* Required task *
Rewrite the lines below, replacing every "instance" with "object" and leaving everything else unchanged. Omit the pictures from your answer.
+++ Records shown +++
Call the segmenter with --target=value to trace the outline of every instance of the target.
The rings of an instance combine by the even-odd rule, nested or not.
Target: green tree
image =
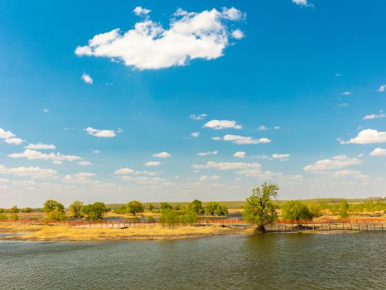
[[[79,202],[79,200],[75,200],[68,207],[70,212],[72,215],[72,216],[77,217],[80,218],[82,217],[82,206],[83,203],[82,202]]]
[[[19,209],[17,206],[13,206],[10,209],[10,213],[14,213],[14,214],[17,214],[17,213],[19,213],[19,211],[20,211],[20,210]]]
[[[252,189],[252,194],[247,198],[243,217],[247,222],[257,226],[259,232],[265,232],[265,225],[270,224],[277,218],[276,206],[272,198],[278,195],[278,185],[264,183],[261,186]]]
[[[339,204],[339,215],[342,218],[347,218],[349,216],[349,204],[347,201],[343,201]]]
[[[298,200],[291,200],[281,207],[281,217],[284,220],[310,220],[312,215],[305,204]]]
[[[203,212],[203,203],[199,200],[194,200],[192,202],[192,208],[197,213]]]
[[[132,200],[128,202],[126,206],[128,213],[132,213],[135,215],[136,213],[143,213],[145,211],[145,206],[138,200]]]
[[[32,213],[34,211],[30,207],[26,207],[26,209],[24,209],[24,210],[23,211],[24,213]]]
[[[108,208],[103,202],[94,202],[82,206],[81,213],[90,220],[96,220],[102,218],[108,211]]]
[[[169,204],[167,202],[161,202],[160,204],[160,209],[172,209],[173,206]]]
[[[64,211],[64,206],[56,200],[48,200],[43,204],[42,211],[49,213],[50,211],[57,210],[58,211]]]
+++
* Exercise response *
Call the segmenter with --target=value to trace the outline of every object of the target.
The rings of an object combine by the even-odd rule, nested or not.
Target: green tree
image =
[[[79,202],[79,200],[75,200],[68,207],[70,212],[72,215],[72,216],[77,217],[80,218],[82,217],[82,206],[83,203],[82,202]]]
[[[19,209],[17,206],[13,206],[10,209],[10,213],[14,213],[14,214],[17,214],[17,213],[19,213],[19,211],[20,211],[20,210]]]
[[[252,189],[252,194],[247,198],[243,217],[247,222],[257,226],[259,232],[265,232],[265,225],[270,224],[277,218],[276,206],[272,198],[278,195],[278,185],[264,183],[261,186]]]
[[[339,204],[339,215],[342,218],[347,218],[349,216],[349,204],[347,201],[343,201]]]
[[[298,200],[291,200],[281,207],[281,217],[284,220],[310,220],[312,215],[305,204]]]
[[[203,212],[203,203],[199,200],[194,200],[192,202],[192,208],[197,213]]]
[[[132,200],[128,202],[126,206],[128,213],[132,213],[135,215],[136,213],[143,213],[145,211],[145,206],[138,200]]]
[[[32,213],[34,211],[30,207],[26,207],[26,209],[24,209],[24,210],[23,211],[24,213]]]
[[[108,208],[103,202],[94,202],[82,206],[81,213],[90,220],[96,220],[102,218],[108,211]]]
[[[169,204],[167,202],[161,202],[160,204],[160,209],[172,209],[173,206]]]
[[[64,211],[64,206],[56,200],[48,200],[43,204],[42,211],[49,213],[50,211],[57,210],[58,211]]]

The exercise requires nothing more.